Skip to content
New issue

Have a question about this project? Sign up for a free GitHub account to open an issue and contact its maintainers and the community.

By clicking “Sign up for GitHub”, you agree to our terms of service and privacy statement. We’ll occasionally send you account related emails.

Already on GitHub? Sign in to your account

Explore "nanoarrow-js" #41

Closed
kylebarron opened this issue Aug 30, 2023 · 5 comments
Closed

Explore "nanoarrow-js" #41

kylebarron opened this issue Aug 30, 2023 · 5 comments

Comments

@kylebarron
Copy link
Owner

Arrow JS is a big library! It's not really a tenable dependency for a very bundle size conscious library or application.

This is actually the same story as in C/C++/Python. The C++ Arrow library got so big that many projects didn't want to depend on it. That's why nanoarrow was created. As a super minimal library that works with the C Data Interface representation of Arrow arrays.

I think there's definitely potential for a low level Arrow library in JS, that hews very closely to the C Data Interface.

Data structures would be essentially the JS counterpart of C Data Interface structs. All array data (no matter the logical type) would be a Uint8Array, that could later be viewed as another type or as strings.

Because array data are all Uint8Arrays, it means an array could either be "owned" in JS memory or "viewed" from wasm memory. So the memory safety wouldn't be great, but this is JS after all!

It would make sense to have toArrowJS and fromArrowJS functions that convert to and from Arrow JS arrays/Data instances.

An emphasis should be placed on a functional api instead of a class API to keep bundle size low.

Ideally, this would allow high-performance programs to rely on Arrow memory without fear of a huge bundle size impact! But this would be complementary not competitive with Arrow JS.

@kylebarron
Copy link
Owner Author

kylebarron commented Aug 30, 2023

Look at zarrita.js implementation to consider typescript typing for this approach. Seems like type guards would be very useful here.

let arrayData: ArrowArray = ...;

function isStringArray(data: ArrowArray): data is StringArray 

keep in mind though that if StringArray doesn't change the actual interface, a StringArray object will type check the same as a normal array

@kylebarron kylebarron mentioned this issue Aug 31, 2023
2 tasks
@domoritz
Copy link
Contributor

domoritz commented Dec 6, 2023

Arrow JS is a larger library but it is super treeshakeable. So if you don't need IPC reading/writing for example, you can get a much smaller bundle. If you just import one type, it can be tiny.

§ DATA
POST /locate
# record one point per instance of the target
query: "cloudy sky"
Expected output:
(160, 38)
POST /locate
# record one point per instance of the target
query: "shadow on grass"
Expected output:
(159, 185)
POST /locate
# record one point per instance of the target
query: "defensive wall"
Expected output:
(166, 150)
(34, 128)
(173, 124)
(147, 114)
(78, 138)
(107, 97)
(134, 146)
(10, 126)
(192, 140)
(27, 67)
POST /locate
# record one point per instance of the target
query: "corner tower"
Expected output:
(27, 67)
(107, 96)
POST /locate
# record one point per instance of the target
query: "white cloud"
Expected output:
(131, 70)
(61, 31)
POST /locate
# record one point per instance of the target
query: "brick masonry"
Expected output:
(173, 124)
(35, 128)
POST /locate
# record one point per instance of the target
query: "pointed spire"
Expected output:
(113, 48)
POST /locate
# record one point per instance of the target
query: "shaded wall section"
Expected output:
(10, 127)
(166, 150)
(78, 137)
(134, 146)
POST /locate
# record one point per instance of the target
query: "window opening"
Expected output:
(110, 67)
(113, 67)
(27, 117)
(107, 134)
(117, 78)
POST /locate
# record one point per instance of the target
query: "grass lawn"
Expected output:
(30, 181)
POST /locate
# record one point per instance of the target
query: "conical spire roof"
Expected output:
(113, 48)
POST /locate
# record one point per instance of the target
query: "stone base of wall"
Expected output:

§ ACTIONS TO TAKE
1. Pull out everything in the nanoarrow-js discussion from "function isStringArray(data: ArrowArray): data" down to "can be tiny.".
2. Render this sentence from the nanoarrow-js discussion in Spanish: "An emphasis should be placed on a functional api instead of a class API to keep bundle size low."
The items have no connection to the nanoarrow-js discussion.

§ TASK-BY-TASK ANSWERS
1.
function isStringArray(data: ArrowArray): data is StringArray 

keep in mind though that if StringArray doesn't change the actual interface, a StringArray object will type check the same as a normal array

@kylebarron kylebarron mentioned this issue Aug 31, 2023
2 tasks
@domoritz
Copy link
Contributor

domoritz commented Dec 6, 2023

Arrow JS is a larger library but it is super treeshakeable. So if you don't need IPC reading/writing for example, you can get a much smaller bundle. If you just import one type, it can be tiny.

2. Se debería hacer hincapié en una API funcional en lugar de una API de clases para mantener bajo el tamaño del paquete.